# DATASET CONTENT
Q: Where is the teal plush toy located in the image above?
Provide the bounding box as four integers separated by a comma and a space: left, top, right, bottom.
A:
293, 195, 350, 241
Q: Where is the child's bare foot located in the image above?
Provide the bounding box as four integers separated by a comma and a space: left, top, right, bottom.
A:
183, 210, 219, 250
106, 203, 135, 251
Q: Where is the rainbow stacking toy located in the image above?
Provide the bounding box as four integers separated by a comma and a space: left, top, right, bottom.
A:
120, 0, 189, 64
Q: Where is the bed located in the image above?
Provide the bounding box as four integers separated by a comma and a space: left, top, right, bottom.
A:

# THE TASK
Search the listing for the word "image" and state how many lines contain it. Nothing else belongs in the reply.

# SOLUTION
4